Task details :: Render the records below as a two-column CSV with the header row query_text,points. Give one row per record, with the record's text and its answer each in a single quoted field and line breaks replaced by spaces.

Data in this exercise ::
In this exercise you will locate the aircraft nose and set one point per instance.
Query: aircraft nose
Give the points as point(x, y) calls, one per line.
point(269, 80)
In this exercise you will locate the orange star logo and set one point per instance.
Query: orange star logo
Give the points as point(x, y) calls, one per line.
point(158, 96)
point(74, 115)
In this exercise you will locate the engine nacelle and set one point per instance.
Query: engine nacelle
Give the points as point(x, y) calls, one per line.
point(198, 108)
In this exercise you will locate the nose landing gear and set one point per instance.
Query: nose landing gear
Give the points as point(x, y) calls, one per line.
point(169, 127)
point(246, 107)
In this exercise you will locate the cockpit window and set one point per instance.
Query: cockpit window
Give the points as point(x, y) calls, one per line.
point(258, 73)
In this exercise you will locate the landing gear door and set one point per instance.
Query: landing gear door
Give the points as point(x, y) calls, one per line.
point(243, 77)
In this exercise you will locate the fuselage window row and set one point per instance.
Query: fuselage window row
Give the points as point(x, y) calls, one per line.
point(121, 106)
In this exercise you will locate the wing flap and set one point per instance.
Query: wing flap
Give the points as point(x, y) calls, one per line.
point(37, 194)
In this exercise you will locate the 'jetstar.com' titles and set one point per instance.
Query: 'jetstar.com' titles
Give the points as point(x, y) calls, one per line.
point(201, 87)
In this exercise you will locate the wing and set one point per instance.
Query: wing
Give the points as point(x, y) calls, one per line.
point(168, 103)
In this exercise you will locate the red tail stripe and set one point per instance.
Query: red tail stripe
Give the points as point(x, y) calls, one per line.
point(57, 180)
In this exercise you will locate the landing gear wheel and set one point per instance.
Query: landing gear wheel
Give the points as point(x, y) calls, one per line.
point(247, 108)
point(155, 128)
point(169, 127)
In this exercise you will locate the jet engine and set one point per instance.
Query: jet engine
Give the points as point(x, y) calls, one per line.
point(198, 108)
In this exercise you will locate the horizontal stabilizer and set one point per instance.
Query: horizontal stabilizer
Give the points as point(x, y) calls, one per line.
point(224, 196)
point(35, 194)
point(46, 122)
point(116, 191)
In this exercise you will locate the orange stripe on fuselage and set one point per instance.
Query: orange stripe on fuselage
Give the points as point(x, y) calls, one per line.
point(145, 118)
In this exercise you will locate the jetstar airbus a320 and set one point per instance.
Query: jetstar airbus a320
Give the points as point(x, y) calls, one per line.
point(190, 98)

Result ::
query_text,points
"In this exercise you will locate the aircraft nose and set one point per instance. Query: aircraft nose Give the points as point(x, y) calls, one per line.","point(269, 80)"
"In this exercise you will locate the orange star logo and set one point per instance. Query: orange star logo Give the points as point(x, y) calls, one per line.","point(158, 96) point(74, 115)"
"In this exercise you will locate the engine nacelle and set one point per instance. Query: engine nacelle Give the points as point(x, y) calls, one per line.","point(198, 108)"
"In this exercise you will locate the nose landing gear and set one point per instance. Query: nose landing gear Give the points as point(x, y) calls, one per line.","point(169, 127) point(246, 107)"
"In this exercise you will locate the cockpit window and set one point per instance. Query: cockpit window Give the points as point(x, y) calls, one per line.","point(258, 73)"
"In this exercise you will locate the landing gear door and set one point per instance. Query: landing gear door Give the points as point(x, y) calls, one per line.","point(243, 77)"
"In this exercise you will locate the fuselage window row and set one point per instance. Query: fuselage window row Give the points as point(x, y) calls, one per line.","point(121, 106)"
"In this exercise you will locate the wing flap and set one point per instance. Query: wing flap Give the points as point(x, y) calls, one per line.","point(37, 194)"
"In this exercise you will locate the 'jetstar.com' titles and set one point per instance. Query: 'jetstar.com' titles Give the points as point(x, y) calls, one per line.","point(201, 87)"
"In this exercise you will locate the wing and set one point per instance. Query: wing Give the points as point(x, y) calls, one per line.","point(168, 103)"
"In this exercise you will locate the red tail stripe and set one point per instance. Query: red tail stripe Give the points as point(x, y) calls, one per line.","point(57, 180)"
"In this exercise you will locate the landing gear wheel and set one point per instance. Query: landing gear wheel Give the points as point(x, y) calls, one per line.","point(247, 108) point(155, 128) point(169, 127)"
"In this exercise you will locate the jet engine and set one point per instance. Query: jet engine Give the points as point(x, y) calls, one per line.","point(198, 108)"
"In this exercise you will locate the horizontal stabilizer and set one point per instance. Query: horizontal stabilizer Give the points as point(x, y) calls, one per line.","point(224, 196) point(35, 194) point(46, 122) point(116, 191)"
"In this exercise you will locate the orange stripe on fuselage and set one point per instance. Query: orange stripe on fuselage Give the points as point(x, y) calls, one per line.","point(145, 118)"
"In this exercise you will locate the jetstar airbus a320 and set one point per instance. Query: jetstar airbus a320 Give the points as point(x, y) calls, one per line.","point(190, 98)"